_What needs to be done:_ Each line below should be retyped exactly, with no pictures.

_Entries:_
— start —

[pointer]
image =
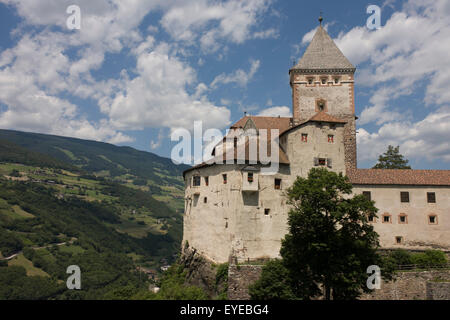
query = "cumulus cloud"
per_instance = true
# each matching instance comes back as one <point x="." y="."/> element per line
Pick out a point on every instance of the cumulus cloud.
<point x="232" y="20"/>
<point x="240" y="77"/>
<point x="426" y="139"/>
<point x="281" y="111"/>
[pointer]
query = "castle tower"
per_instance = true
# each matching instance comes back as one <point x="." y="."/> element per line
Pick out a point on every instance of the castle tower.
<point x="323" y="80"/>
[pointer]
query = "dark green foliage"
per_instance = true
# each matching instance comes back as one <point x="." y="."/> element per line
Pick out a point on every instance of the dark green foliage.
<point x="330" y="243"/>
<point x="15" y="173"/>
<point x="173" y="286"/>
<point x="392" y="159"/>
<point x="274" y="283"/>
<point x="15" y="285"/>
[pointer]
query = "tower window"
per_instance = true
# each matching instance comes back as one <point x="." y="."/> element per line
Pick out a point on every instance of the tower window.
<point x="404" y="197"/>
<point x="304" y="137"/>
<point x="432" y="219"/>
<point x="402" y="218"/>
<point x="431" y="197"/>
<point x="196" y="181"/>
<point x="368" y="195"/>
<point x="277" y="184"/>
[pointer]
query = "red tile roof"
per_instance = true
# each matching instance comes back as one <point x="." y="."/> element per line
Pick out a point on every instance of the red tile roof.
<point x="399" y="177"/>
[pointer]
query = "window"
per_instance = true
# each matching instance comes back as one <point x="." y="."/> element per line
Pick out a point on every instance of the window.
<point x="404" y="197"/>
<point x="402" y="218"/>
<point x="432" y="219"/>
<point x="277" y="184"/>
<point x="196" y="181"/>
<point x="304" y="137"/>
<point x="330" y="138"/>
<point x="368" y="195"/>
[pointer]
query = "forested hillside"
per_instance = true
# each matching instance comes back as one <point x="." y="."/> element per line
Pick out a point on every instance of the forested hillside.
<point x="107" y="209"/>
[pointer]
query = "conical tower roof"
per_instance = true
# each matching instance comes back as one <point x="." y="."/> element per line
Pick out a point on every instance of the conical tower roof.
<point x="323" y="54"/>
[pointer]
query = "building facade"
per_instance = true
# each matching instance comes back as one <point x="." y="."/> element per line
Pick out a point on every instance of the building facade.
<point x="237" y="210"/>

— end —

_Exercise response:_
[pointer]
image =
query = "cumulus cloud"
per_instance = true
# each matching instance comes back as one <point x="." y="."/> element per line
Pick out a point on every instance of the cumulus cloud.
<point x="232" y="20"/>
<point x="240" y="77"/>
<point x="426" y="139"/>
<point x="281" y="111"/>
[pointer]
query = "castle tower"
per_instance = true
# each matching instance comes back as one <point x="." y="."/> element per line
Pick out a point on every instance of the castle tower.
<point x="323" y="80"/>
[pointer]
query = "dark green foliage"
per_instance = true
# each matching instance comes back as one <point x="." y="."/> element per line
Pick out a point on every instance of the dark green foliage.
<point x="330" y="243"/>
<point x="15" y="173"/>
<point x="173" y="286"/>
<point x="392" y="159"/>
<point x="274" y="283"/>
<point x="15" y="285"/>
[pointer]
query = "tower window"
per_instance = true
# each matching instance comes back as one <point x="." y="."/> element per line
Pick out a point on every instance of the tower window.
<point x="404" y="197"/>
<point x="304" y="137"/>
<point x="432" y="219"/>
<point x="402" y="218"/>
<point x="431" y="197"/>
<point x="196" y="181"/>
<point x="368" y="195"/>
<point x="277" y="184"/>
[pointer]
query = "red tile roof"
per_instance = true
# each matching instance comes back as one <point x="." y="."/> element per line
Pick out a point on every instance of the red tile roof.
<point x="399" y="177"/>
[pointer]
query = "window"
per_instance = true
# each matching instance comes back as one <point x="." y="."/> element per line
Pick out a point on every instance of the window.
<point x="404" y="197"/>
<point x="402" y="218"/>
<point x="432" y="219"/>
<point x="277" y="184"/>
<point x="196" y="181"/>
<point x="304" y="137"/>
<point x="330" y="138"/>
<point x="368" y="195"/>
[pointer]
query = "forested hillside"
per_instance = true
# each matching instance comes back as one <point x="." y="."/> element per line
Pick out a point on every instance of the forested hillside.
<point x="107" y="209"/>
[pointer]
query = "conical tower roof"
per_instance = true
# each matching instance comes back as one <point x="." y="."/> element per line
Pick out a point on every instance of the conical tower roof.
<point x="323" y="54"/>
[pointer]
query = "building facade"
per_instance = true
# each matching instance comes back as one <point x="." y="."/> element per line
Pick out a point on every instance of the building facade.
<point x="237" y="210"/>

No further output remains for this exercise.